| PROBLEM REQUIREMENTS |
Return the lines from the line containing "Could you point at the white stair" through the last line of the material below, exactly as they appear and with no others.
⁂
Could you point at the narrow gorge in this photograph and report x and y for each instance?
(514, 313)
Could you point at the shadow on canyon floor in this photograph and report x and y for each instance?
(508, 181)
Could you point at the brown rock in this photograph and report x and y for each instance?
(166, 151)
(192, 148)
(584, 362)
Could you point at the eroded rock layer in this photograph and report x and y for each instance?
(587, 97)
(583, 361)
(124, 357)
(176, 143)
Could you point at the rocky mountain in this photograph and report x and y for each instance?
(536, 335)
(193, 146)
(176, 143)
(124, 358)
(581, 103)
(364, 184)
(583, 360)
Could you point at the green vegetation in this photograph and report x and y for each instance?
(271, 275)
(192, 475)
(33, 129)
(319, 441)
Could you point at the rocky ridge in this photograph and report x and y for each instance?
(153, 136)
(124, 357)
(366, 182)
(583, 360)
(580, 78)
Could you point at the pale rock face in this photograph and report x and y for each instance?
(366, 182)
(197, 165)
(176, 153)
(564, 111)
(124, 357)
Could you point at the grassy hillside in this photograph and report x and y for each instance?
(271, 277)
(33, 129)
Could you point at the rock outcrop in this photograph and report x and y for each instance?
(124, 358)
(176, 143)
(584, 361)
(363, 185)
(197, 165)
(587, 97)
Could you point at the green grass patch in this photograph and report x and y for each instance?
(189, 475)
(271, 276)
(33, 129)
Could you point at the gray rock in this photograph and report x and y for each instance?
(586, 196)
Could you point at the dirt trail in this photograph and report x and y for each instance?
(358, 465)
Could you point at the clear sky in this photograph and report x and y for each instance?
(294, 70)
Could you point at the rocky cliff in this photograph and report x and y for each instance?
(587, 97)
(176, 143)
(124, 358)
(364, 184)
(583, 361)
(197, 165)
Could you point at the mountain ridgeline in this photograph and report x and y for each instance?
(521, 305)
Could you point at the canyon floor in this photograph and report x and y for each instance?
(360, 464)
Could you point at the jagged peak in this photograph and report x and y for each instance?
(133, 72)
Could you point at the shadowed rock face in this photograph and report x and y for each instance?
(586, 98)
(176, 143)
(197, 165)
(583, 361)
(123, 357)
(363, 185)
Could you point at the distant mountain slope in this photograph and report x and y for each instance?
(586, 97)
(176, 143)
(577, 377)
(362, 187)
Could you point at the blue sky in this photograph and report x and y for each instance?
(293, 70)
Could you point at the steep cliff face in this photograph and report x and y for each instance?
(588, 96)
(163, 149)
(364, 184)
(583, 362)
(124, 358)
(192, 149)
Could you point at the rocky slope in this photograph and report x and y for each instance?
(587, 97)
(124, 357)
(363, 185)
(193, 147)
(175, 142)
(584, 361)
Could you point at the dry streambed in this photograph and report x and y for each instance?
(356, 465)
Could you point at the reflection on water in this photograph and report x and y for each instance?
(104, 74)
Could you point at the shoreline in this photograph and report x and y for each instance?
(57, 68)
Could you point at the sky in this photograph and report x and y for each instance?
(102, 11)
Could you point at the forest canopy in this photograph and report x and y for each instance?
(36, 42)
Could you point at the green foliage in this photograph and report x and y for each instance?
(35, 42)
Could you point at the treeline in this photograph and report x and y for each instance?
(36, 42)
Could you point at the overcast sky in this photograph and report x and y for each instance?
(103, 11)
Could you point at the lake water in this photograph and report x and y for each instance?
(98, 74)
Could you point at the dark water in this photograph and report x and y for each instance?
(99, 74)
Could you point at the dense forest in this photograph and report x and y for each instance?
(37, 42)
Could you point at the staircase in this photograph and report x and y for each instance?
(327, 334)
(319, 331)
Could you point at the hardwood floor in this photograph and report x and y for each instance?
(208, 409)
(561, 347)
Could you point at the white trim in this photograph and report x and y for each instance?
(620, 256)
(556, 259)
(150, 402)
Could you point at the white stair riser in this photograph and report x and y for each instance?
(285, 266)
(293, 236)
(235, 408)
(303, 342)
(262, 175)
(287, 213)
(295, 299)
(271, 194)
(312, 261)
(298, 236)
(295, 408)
⁂
| REPLY |
Could you point at the white stair riser in this photograph and report x and y for each instance?
(285, 266)
(293, 236)
(235, 408)
(303, 342)
(262, 175)
(287, 213)
(295, 299)
(271, 194)
(312, 261)
(298, 236)
(295, 408)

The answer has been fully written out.